=== Tarefas propostas ===
1. Segundo o trecho, quantas investigações contra o presidente Jair Bolsonaro Augusto Aras destaca ter aberto no Supremo Tribunal Federal?
2. Reproduza do trecho a passagem que vai de "Setores importantes da" até "magistratura fazer isso.".

=== Trecho ===

******

Procurador-geral diz que as críticas de Bolsonaro às urnas são protegidas por liberdade de expressão e acusa oposição de usar Justiça para fazer política

Apresentado por Atualizado em 19 ago 2022, 12h52 - Publicado em 19 ago 2022, 06h00

Prestes a iniciar, em setembro, o seu quarto e último ano à frente da Procuradoria-Geral da República, Augusto Aras refuta as críticas de que seja aliado do presidente Jair Bolsonaro (PL), contra quem destaca ter aberto oito investigações no Supremo Tribunal Federal. Apesar disso, é categórico ao afirmar que o chefe do Executivo não comete crimes ao disparar suspeitas infundadas sobre as urnas eletrônicas às vésperas do processo eleitoral ou ao desestimular a vacinação contra a Covid-19 durante a pandemia. “Na retórica política, ressalvada a honra alheia, cabe tudo”, diz o procurador-geral, que também afirma não ver nenhum risco de o país enfrentar um golpe institucional. Em entrevista concedida a VEJA em seu gabinete em Brasília pouco antes do início da campanha eleitoral, ele falou também sobre os desafios de um país polarizado politicamente e pediu ao novo presidente do TSE, Alexandre de Moraes, que atue para garantir a paz social durante o pleito.

Setores importantes da sociedade esperam que o Ministério Público faça uma defesa mais enfática das urnas. Por que a PGR não se engaja nisso? O MP não é governo nem oposição. A atividade de defesa do estado democrático de direito no plano da retórica política compete ao Parlamento e aos chefes de Executivo, que são eleitos pelo povo. Quando este procurador-geral fez manifestações, o fez porque foi indagado pela imprensa, mas não competiria ao PGR fazer proselitismo a favor ou contra, e sim se manifestar nos autos. Dessa forma nos manifestamos, sim, a favor do sistema eleitoral. Não fizemos abaixo-assi­nado, até porque não é dado ao MP ou à magistratura fazer isso.

******

=== Dados registrados ===
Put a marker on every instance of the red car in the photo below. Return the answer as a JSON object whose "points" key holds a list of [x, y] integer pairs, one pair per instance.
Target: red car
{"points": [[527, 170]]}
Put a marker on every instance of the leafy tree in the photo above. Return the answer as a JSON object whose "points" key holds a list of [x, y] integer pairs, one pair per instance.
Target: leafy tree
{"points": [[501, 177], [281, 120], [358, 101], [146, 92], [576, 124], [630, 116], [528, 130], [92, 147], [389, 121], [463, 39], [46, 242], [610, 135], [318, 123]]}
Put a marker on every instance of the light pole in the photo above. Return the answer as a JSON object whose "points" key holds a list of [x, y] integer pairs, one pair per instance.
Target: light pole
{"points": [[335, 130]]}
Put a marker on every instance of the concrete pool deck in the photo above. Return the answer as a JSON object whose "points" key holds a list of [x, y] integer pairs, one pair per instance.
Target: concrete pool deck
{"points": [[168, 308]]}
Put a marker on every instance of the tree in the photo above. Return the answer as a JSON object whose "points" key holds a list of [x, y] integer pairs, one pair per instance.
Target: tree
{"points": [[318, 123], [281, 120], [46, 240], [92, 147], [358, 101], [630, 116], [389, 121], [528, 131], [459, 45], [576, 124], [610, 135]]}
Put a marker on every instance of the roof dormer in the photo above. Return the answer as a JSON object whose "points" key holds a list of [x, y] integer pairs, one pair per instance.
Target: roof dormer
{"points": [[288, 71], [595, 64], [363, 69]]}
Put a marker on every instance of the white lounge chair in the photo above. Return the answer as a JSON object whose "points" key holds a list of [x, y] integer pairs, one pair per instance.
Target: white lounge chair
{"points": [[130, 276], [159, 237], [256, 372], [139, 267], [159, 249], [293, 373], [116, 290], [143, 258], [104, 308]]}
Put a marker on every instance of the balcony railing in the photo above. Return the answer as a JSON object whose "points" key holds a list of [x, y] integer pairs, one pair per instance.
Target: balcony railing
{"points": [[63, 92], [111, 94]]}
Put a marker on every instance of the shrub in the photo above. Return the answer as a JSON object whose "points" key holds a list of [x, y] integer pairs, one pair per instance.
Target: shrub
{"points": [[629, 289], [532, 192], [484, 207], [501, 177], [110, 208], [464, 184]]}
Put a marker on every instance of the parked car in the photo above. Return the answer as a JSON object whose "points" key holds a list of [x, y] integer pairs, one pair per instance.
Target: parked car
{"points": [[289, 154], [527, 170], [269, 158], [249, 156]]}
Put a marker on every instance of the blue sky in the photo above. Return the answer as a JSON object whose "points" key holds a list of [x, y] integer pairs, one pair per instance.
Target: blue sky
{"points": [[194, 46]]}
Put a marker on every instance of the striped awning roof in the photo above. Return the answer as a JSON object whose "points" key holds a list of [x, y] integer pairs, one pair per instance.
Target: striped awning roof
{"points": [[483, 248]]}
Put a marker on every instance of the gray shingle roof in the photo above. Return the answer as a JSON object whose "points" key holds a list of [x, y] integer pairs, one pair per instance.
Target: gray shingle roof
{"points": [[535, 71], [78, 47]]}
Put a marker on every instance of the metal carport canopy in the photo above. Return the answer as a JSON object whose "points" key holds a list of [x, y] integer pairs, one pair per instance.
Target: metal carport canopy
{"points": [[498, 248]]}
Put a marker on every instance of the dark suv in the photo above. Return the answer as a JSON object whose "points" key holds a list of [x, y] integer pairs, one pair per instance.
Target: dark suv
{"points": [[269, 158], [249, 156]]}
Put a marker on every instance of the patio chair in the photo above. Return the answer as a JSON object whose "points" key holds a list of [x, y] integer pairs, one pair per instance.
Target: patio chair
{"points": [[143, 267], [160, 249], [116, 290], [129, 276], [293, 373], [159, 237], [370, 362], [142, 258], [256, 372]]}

******

=== Respostas do exercício ===
1. Oito investigações.

2.
Setores importantes da sociedade esperam que o Ministério Público faça uma defesa mais enfática das urnas. Por que a PGR não se engaja nisso? O MP não é governo nem oposição. A atividade de defesa do estado democrático de direito no plano da retórica política compete ao Parlamento e aos chefes de Executivo, que são eleitos pelo povo. Quando este procurador-geral fez manifestações, o fez porque foi indagado pela imprensa, mas não competiria ao PGR fazer proselitismo a favor ou contra, e sim se manifestar nos autos. Dessa forma nos manifestamos, sim, a favor do sistema eleitoral. Não fizemos abaixo-assi­nado, até porque não é dado ao MP ou à magistratura fazer isso.